● Short task: Shift every bounding-box coordinate in the answers by -86, then write out the rows from their start through the line containing "[490,31,601,172]", inclusive, with every other line kept as it stands. Leave the pictures out.

● Available data:
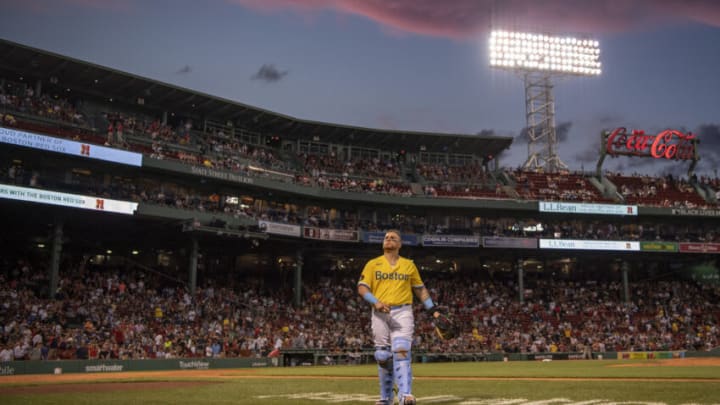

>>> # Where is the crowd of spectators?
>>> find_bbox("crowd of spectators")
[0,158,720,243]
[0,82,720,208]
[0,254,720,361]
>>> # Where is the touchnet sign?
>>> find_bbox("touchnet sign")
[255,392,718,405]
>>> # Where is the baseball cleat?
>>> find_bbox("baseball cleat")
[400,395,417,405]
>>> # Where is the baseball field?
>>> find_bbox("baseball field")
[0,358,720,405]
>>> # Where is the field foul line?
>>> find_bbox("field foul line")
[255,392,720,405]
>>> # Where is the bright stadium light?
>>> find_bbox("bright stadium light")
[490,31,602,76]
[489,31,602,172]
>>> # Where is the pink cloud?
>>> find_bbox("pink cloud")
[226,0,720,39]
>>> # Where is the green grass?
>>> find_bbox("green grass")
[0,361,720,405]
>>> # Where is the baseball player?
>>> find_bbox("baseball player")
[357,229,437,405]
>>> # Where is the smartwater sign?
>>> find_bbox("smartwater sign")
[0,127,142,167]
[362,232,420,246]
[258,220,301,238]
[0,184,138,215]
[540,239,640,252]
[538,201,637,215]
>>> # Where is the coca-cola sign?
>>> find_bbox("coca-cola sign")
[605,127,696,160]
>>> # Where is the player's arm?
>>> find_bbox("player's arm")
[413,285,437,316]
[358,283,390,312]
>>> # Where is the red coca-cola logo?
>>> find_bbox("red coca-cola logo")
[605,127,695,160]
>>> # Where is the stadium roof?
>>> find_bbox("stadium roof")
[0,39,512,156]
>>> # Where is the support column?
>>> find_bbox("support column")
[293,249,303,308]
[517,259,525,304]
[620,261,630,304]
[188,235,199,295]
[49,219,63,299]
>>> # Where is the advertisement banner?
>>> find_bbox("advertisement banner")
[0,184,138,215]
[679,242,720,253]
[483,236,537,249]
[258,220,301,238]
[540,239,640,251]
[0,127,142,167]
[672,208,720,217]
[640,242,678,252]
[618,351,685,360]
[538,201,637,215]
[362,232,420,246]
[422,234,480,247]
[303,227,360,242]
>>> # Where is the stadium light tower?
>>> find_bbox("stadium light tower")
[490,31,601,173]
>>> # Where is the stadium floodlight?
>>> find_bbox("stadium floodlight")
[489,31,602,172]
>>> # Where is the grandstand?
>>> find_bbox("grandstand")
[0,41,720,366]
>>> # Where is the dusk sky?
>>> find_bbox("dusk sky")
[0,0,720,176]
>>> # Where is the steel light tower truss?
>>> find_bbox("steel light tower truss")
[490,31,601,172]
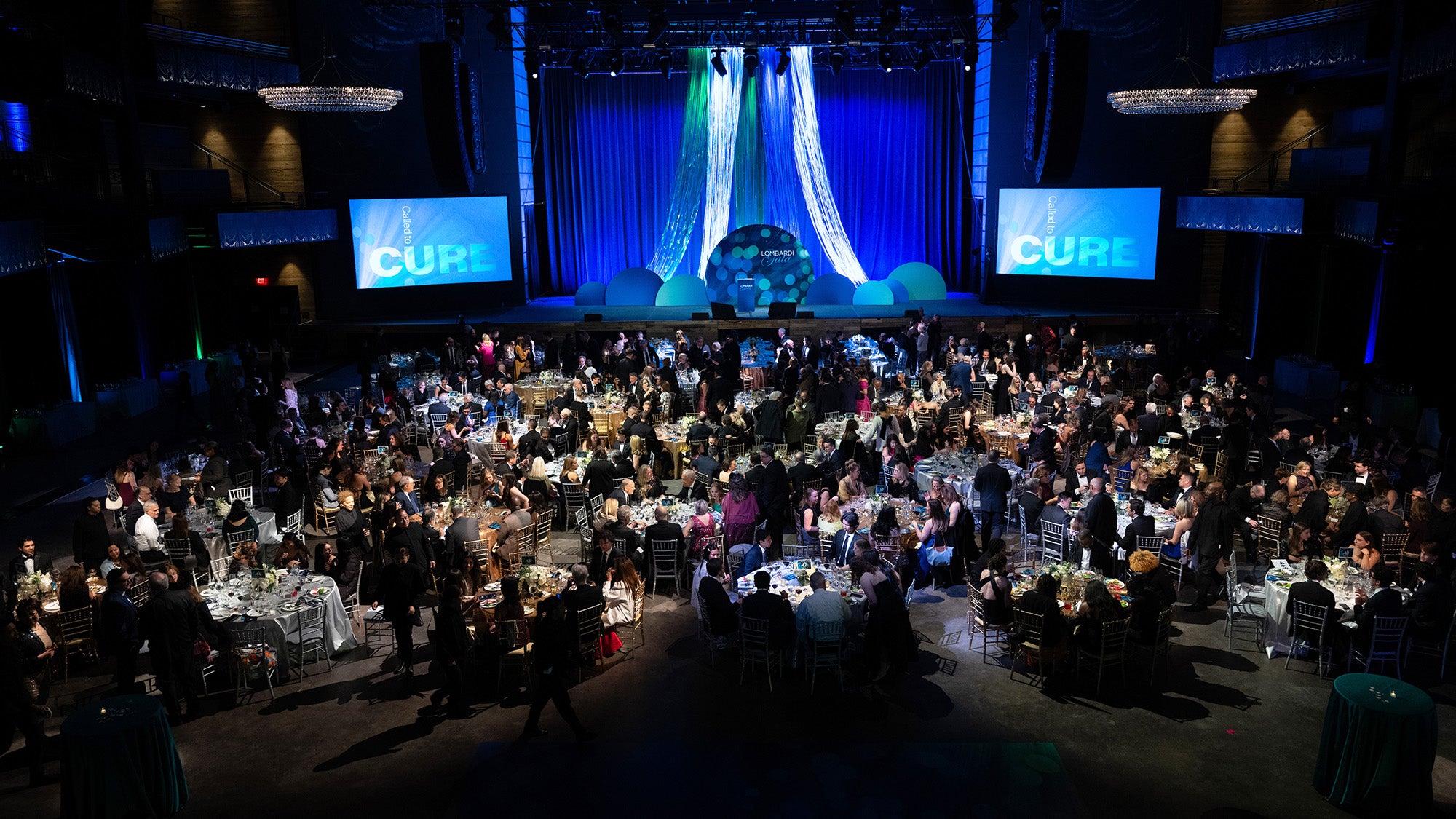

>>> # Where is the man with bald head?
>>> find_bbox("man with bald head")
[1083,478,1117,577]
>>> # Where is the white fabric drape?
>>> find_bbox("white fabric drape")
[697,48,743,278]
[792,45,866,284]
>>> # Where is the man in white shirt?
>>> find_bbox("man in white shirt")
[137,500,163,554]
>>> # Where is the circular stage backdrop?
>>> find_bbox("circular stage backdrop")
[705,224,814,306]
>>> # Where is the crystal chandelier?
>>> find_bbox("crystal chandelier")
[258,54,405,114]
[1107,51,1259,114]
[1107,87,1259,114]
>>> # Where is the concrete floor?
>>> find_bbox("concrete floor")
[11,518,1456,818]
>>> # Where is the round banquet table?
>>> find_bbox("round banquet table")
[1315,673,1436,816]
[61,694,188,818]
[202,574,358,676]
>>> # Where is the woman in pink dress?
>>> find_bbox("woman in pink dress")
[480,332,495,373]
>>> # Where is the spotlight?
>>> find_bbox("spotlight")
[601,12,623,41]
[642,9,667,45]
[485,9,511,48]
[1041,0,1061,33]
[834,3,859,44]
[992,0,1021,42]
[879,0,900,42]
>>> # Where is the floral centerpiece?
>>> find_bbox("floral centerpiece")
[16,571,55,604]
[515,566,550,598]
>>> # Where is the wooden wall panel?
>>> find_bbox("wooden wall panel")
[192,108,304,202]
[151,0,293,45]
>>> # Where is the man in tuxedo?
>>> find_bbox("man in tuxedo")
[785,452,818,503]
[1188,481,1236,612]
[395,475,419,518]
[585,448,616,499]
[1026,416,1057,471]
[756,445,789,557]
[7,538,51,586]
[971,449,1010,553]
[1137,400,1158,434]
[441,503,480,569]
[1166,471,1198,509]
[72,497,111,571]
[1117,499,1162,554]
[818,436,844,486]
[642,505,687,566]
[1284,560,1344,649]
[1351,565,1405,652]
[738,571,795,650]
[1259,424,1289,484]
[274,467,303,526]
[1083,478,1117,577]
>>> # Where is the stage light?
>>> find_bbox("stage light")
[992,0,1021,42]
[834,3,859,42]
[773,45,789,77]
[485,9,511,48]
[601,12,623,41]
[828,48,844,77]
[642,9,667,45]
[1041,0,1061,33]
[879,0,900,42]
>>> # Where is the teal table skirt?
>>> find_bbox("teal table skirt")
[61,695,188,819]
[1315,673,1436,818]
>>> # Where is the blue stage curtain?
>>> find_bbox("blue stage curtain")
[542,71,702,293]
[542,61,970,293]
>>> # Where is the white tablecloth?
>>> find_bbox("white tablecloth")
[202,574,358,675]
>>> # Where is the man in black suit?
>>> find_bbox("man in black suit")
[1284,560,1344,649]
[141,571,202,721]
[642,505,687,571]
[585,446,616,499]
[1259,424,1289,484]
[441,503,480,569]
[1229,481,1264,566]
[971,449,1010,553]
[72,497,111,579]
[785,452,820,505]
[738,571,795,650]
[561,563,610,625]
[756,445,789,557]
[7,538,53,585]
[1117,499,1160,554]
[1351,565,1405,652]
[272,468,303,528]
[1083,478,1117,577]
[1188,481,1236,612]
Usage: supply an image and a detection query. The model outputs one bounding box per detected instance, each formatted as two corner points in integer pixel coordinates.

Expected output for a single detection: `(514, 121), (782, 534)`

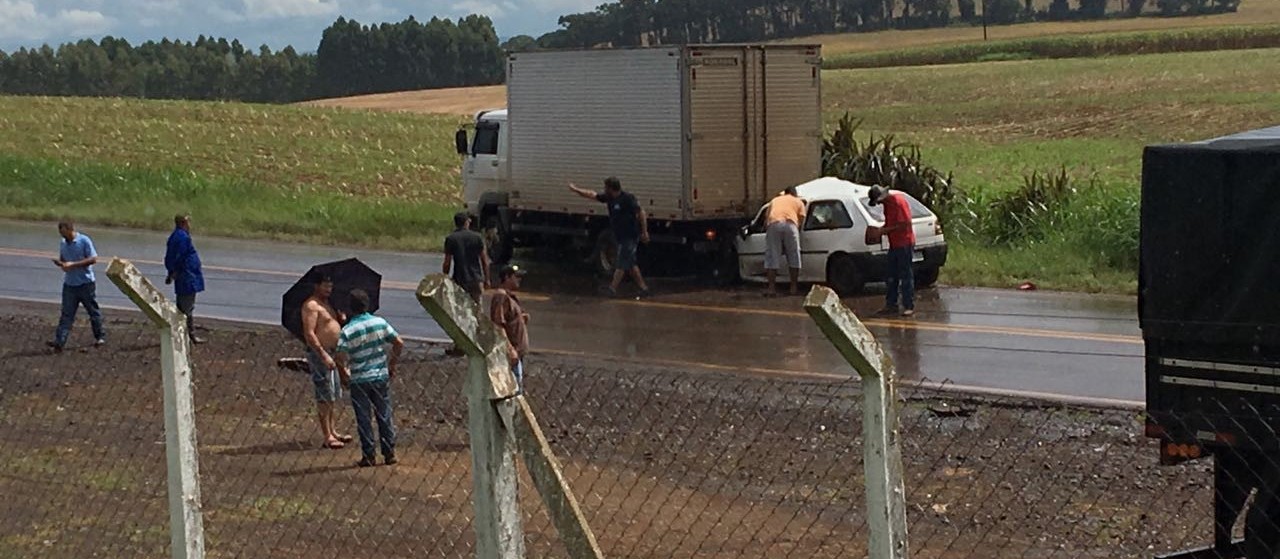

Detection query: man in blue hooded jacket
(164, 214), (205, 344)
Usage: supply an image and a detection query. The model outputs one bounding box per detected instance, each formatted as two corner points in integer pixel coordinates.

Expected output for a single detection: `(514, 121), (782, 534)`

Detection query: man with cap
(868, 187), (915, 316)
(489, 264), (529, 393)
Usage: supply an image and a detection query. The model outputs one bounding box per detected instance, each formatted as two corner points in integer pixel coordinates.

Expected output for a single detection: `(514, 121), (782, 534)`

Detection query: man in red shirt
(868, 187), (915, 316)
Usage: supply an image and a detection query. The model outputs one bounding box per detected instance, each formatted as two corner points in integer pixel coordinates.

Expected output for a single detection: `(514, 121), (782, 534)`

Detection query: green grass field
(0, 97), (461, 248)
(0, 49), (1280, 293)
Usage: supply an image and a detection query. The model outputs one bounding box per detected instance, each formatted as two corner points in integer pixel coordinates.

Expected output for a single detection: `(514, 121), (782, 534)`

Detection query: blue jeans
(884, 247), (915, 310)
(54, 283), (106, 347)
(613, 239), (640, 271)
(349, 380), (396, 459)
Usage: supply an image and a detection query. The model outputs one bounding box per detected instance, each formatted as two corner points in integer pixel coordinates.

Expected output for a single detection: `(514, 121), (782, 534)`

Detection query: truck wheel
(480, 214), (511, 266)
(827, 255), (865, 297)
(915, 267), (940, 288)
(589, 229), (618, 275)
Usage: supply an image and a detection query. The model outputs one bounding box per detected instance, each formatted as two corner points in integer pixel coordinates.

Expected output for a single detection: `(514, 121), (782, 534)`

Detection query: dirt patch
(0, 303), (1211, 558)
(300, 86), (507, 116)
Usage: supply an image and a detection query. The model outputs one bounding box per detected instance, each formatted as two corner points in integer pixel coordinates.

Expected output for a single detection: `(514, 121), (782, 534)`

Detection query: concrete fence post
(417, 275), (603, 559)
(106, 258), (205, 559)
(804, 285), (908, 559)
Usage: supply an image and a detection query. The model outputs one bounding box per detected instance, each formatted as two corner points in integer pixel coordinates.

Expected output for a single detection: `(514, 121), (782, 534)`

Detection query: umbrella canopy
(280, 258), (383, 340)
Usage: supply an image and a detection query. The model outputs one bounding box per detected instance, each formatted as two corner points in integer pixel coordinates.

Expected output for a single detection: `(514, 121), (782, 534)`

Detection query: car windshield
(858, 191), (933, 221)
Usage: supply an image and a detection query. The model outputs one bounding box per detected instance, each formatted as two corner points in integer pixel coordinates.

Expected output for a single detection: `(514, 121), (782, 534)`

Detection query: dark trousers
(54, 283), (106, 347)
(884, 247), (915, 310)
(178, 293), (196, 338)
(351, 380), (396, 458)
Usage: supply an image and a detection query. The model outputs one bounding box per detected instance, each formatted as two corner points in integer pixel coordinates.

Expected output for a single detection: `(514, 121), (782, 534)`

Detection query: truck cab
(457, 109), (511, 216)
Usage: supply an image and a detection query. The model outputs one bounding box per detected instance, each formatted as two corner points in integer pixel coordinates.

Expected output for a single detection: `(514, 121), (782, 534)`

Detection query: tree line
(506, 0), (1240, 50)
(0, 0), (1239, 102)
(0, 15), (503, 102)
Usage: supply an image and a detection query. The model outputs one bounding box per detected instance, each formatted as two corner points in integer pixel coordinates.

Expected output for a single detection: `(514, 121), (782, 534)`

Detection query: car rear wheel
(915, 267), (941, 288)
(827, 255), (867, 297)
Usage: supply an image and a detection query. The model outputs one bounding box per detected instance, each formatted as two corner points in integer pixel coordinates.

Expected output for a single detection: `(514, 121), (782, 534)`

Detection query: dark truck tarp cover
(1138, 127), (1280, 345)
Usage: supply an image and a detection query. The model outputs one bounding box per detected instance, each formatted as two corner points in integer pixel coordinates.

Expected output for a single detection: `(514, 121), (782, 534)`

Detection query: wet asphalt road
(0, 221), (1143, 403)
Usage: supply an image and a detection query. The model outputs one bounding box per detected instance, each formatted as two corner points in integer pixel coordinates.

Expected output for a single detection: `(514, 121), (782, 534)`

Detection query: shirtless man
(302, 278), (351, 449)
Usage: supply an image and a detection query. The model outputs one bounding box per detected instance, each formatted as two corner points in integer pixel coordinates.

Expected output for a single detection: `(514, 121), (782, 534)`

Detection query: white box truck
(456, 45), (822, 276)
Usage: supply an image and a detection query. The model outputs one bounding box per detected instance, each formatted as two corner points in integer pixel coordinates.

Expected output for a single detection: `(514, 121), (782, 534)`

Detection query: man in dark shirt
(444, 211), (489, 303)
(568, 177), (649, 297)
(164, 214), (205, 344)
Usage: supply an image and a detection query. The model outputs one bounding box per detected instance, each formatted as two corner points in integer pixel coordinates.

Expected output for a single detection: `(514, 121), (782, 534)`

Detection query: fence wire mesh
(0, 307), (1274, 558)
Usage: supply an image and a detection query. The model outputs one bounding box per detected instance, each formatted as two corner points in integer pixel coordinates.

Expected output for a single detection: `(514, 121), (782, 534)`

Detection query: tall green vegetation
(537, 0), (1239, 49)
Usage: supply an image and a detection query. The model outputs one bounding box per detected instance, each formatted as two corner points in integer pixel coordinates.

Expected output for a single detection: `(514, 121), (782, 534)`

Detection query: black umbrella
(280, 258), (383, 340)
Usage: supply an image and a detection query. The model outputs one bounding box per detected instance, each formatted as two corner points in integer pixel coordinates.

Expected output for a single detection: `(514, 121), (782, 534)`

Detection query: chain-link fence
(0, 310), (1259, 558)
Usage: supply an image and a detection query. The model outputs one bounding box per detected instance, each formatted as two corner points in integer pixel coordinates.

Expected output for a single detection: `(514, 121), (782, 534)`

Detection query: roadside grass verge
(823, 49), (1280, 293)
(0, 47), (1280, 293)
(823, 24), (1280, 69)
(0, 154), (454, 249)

● Solution to the exercise:
>>> # Where is the crowd of spectators?
>>> find_bbox("crowd of spectators")
[-86,72,634,157]
[-86,-4,634,122]
[-86,168,634,275]
>>> # Where is the touchnet sign?
>>> find_bbox("touchnet sign")
[169,306,632,319]
>>> # Where is the baseball cleat?
>>> find_bbox("baseball cleat")
[314,309,331,319]
>>> # Where is the baseball field?
>>> find_bbox("baseball field")
[-86,272,634,319]
>>> # Where is the field foul line?
>>> find_bbox("field foul line")
[169,306,634,319]
>>> # Where is the bright stadium light?
>>> find_bbox("bright stadium light")
[404,-55,516,-10]
[403,-55,516,86]
>>> # Where is the pink cloud?
>>> find_bbox("pink cloud")
[140,-86,634,-47]
>>> # Where is the green grass?
>>> find_bbox("green grass")
[-86,275,634,319]
>>> # Where is the baseball player?
>>> find_bbox("baseball player")
[271,143,351,319]
>>> # Where is the smartwater sign?
>>> find_bbox("smartwater sign")
[-86,41,56,81]
[276,146,334,160]
[172,134,215,152]
[-86,98,52,129]
[454,153,554,166]
[452,115,551,129]
>>> # Where is the coca-cola sign?
>>> find_bbox("coca-cola sign")
[519,41,610,74]
>>> # Where is the player's arm?
>>> find_bbox("player's arm")
[327,199,351,230]
[272,197,304,226]
>>> # Where is the red coca-cola logo?
>>> find_bbox("red coca-cola logo")
[519,41,609,74]
>>> # Where is the stadium roof?
>>> find_bbox("stadium roof")
[-86,-47,426,70]
>>> # Where is the support column?
>>> find_bbox("support column")
[207,163,217,222]
[431,173,439,218]
[534,175,544,218]
[102,149,113,209]
[-37,133,-23,213]
>>> # Where is the advertisement banner?
>>> find_bbox("advertisement banner")
[-86,98,52,129]
[593,156,634,167]
[397,150,451,163]
[172,134,215,152]
[454,153,554,165]
[-86,41,56,81]
[586,122,634,131]
[554,156,592,166]
[532,265,599,274]
[452,115,551,129]
[276,146,334,160]
[336,148,394,161]
[217,141,274,156]
>>> # Where is the stadium light tower?
>>> find_bbox("stadium light tower")
[404,-55,515,87]
>>> # Where is the stadium floodlight?
>>> find_bbox("stadium floodlight")
[403,-55,516,86]
>>> # Where is the grandstand?
>>> find_bbox("grandstand")
[-86,-45,634,280]
>>> # Where is the dusk sky?
>>> find_bbox("dusk sky")
[-86,-86,634,90]
>>> # Where is the steel light tower truss?
>>> find_bbox("steel light tower truss")
[404,-55,515,86]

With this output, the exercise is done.